═══ Extract ═══

Day’s Plays Guest Post: Uli Salazar


[You can learn more about Uli here and here.]
I’ve decided to put the focus of my posts on 2020 releases. Maybe in an attempt to give this year a bright spot. I haven’t spent much time hitting a select group of records during quarantine. Instead, I’ve been spending time listening to my record collection in order from back to front, alphabetically. I’m currently on letter F at Fugazi‘s Repeater. Now, let’s dive into three releases that I really enjoyed spending some time with this year.
Lamb of God, S/T: Admittedly, I don’t listen to metal much, but I certainly have an open mind and appreciation for it. Now and then, there is a metal record that is every bit groove as it is intense, and LOG’s recent self-titled release is undoubtedly one of them. The more natural fluidity of rhythm in these compositions grabbed my attention. Metal to me is a little too abrupt of a stop and go, but the movement of these songs feel really natural and “right”… whatever that means. What I also enjoy about this record is how well it is recorded. Its such a crisp recording with an exceptional balance of the accompanying instruments. This is really key for me to take in a high energy record. What I enjoyed most of this record and this band is their attention to sociopolitical issues in the lyrics. Overall, this record certainly feels like a record this band was supposed to create. It delivers from start to finish, which I’ve been looking for in a 2020 release.
Phantogram, Ceremony: I’ve been a big fan of this group after coming across them as an opener in a radio winter holiday show that I attended for Weezer in 2016. They possess a really interesting sound that blends trip-hop, electronic dance, and rock. It casts a bit of a dark mood, but it’s energetic at the same time. Their 4th full-length, Ceremony, opens up with a more upbeat dance pop vibe. I certainly felt like it was a proper takeoff for the record. Unfortunately, the energy and excitement that comes from that opening track struggles to remain throughout the record. The journey from track to track isn’t as seamless as their earlier releases, but I still appreciate what this record has to offer. “Into Happiness” gives the more familiar dark electronic dance vibe that is sewn into the Phantogram DNA. Overall this feels like a more abstract approach while trying not to be at the same time. I could see how people could dig this record. I’m stoked on the gems this record has, and if it took building the journey of this album to give life to those tracks, I’m glad this record exists as part of their discography. I’m eager to see what comes after this release. Not so much that I need something closer to their first releases, but I feel this sets them up to transition into the next phase of Phantogram.

═══

Exercise set:
[1] Decide whether each statement agrees with the guest post. For each, answer yes or no and quote the words that decide it.
(a) The writer listens to metal often.
(b) The writer first came across Phantogram as an opener at a show for Weezer.
(c) Ceremony is Phantogram's third full-length release.
[2] Repeat a passage of the guest post word for word, starting at "Day’s Plays Guest" and stopping after "with this year.".
[3] Summarize the guest post in three sentences.

═══ Records supplied ═══

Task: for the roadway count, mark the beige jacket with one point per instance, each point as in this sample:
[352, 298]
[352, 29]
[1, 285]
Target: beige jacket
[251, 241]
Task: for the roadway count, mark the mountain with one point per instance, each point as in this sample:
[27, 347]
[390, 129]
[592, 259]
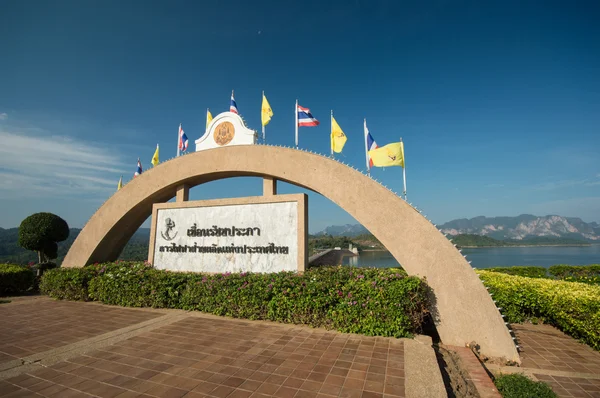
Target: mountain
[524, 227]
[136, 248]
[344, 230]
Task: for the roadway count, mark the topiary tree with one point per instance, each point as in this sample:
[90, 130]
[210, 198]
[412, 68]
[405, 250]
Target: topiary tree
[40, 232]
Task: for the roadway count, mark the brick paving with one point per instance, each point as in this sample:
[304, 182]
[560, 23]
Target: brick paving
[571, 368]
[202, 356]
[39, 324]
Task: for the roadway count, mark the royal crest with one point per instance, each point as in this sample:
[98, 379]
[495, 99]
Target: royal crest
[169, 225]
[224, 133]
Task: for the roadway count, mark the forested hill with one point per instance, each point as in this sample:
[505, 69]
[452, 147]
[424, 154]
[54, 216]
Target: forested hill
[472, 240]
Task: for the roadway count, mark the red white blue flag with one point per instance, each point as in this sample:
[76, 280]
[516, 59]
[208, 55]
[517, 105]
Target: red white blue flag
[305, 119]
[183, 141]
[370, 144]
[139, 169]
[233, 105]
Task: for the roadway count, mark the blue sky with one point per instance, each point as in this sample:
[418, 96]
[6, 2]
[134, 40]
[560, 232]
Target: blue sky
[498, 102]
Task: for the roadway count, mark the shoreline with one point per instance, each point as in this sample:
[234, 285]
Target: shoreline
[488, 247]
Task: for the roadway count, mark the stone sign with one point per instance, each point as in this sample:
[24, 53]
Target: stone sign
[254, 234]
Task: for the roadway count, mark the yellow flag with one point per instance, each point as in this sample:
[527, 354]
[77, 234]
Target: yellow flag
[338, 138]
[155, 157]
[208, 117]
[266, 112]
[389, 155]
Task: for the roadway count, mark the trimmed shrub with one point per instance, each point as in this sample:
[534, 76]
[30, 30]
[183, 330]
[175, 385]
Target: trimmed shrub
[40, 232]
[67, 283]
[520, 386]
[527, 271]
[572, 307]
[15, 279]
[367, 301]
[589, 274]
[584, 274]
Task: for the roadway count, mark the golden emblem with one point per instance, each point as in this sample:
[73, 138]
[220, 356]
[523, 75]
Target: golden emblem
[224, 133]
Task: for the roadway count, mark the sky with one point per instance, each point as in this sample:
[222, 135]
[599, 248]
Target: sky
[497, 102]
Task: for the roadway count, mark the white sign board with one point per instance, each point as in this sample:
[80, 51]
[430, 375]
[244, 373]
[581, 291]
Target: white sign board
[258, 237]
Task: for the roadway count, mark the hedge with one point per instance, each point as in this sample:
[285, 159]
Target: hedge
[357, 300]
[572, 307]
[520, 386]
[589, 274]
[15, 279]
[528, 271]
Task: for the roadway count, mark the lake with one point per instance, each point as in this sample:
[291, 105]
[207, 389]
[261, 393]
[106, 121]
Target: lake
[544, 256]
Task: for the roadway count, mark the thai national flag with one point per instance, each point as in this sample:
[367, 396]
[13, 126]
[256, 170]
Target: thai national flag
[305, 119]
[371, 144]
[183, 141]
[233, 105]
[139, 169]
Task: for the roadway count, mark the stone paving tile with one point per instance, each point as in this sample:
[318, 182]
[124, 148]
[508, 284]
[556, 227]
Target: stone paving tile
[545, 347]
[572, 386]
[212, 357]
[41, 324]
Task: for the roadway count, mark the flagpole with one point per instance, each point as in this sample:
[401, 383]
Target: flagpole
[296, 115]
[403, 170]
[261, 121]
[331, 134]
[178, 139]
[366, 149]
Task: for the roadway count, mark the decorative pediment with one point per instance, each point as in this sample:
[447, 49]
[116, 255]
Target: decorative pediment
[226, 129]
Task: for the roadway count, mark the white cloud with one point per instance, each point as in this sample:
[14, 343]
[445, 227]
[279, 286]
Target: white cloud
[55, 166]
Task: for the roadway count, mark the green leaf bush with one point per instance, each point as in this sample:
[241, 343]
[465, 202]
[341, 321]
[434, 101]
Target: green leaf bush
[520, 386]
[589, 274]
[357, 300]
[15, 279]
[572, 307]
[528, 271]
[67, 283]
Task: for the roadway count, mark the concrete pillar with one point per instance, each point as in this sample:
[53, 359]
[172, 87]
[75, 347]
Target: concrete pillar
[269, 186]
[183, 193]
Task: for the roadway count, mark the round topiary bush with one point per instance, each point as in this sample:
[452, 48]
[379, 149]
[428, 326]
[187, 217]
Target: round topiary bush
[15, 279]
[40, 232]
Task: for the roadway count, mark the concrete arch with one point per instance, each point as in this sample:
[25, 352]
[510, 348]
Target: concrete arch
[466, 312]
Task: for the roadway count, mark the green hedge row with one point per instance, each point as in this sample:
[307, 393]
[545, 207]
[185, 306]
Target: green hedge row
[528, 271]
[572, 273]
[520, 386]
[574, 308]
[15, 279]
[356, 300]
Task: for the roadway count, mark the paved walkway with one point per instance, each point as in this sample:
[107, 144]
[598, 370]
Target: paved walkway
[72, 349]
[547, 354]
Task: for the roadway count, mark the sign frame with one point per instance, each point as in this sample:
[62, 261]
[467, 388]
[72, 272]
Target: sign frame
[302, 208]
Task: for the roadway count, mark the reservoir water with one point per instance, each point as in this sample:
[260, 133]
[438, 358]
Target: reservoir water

═══

Solution list:
[1]
(a) No: "Admittedly, I don’t listen to metal much"
(b) Yes: "after coming across them as an opener in a radio winter holiday show that I attended for Weezer in 2016"
(c) No: "Their 4th full-length, Ceremony"

[2]
Day’s Plays Guest Post: Uli Salazar


[You can learn more about Uli here and here.]
I’ve decided to put the focus of my posts on 2020 releases. Maybe in an attempt to give this year a bright spot. I haven’t spent much time hitting a select group of records during quarantine. Instead, I’ve been spending time listening to my record collection in order from back to front, alphabetically. I’m currently on letter F at Fugazi‘s Repeater. Now, let’s dive into three releases that I really enjoyed spending some time with this year.

[3] The writer is focusing these posts on 2020 releases and has been listening through a record collection alphabetically during quarantine. The writer praises Lamb of God's self-titled record for its natural groove, crisp recording, and sociopolitical lyrics. Phantogram's Ceremony has an upbeat opening whose energy struggles to last, but the writer still values its gems and looks forward to the band's next phase.